■ Instructions for the task:
Rescale everything in the listing from the line containing "Could you point to the tree" down to the end of the listing, both ends included, by rewriting every line and multiplying each answer point coordinate by 1.4, rounded to whole numbers with halves rounded up. Leave all other lines, including the sample coordinates, unchanged.

>> begin Data supplied

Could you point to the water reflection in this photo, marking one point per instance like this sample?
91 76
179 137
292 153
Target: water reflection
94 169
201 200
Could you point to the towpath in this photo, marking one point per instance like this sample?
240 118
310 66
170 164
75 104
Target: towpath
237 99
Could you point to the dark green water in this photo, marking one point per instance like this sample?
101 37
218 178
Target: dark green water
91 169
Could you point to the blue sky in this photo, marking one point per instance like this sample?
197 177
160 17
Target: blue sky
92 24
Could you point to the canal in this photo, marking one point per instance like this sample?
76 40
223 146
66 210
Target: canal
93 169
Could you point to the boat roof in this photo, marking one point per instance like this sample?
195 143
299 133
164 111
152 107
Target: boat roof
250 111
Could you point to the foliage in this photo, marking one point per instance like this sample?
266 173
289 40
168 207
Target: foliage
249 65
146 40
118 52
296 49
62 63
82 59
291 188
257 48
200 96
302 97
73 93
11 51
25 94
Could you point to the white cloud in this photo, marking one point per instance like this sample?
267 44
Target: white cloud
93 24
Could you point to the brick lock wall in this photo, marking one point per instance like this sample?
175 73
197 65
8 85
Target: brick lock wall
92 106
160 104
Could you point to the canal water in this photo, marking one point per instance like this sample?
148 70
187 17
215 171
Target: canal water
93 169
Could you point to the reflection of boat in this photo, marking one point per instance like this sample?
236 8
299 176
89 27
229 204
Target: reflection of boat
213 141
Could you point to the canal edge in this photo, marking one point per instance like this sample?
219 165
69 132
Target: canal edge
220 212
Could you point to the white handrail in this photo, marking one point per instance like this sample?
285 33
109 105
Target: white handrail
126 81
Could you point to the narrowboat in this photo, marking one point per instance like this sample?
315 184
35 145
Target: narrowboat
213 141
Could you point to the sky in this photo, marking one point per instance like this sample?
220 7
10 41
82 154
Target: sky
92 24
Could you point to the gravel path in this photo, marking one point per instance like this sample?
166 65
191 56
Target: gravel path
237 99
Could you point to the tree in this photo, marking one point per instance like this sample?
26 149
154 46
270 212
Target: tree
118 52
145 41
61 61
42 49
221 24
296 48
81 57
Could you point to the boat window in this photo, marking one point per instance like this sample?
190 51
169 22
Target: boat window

>> end Data supplied

■ Answer below:
Could you point to the tree in this photo, marking one point per instance like this sample?
26 149
154 46
270 212
Target: tree
165 73
203 57
85 85
59 69
309 34
414 67
113 80
Could you point to the boat window in this photo, marking one point per instance like this sample?
190 51
169 22
Target: boat window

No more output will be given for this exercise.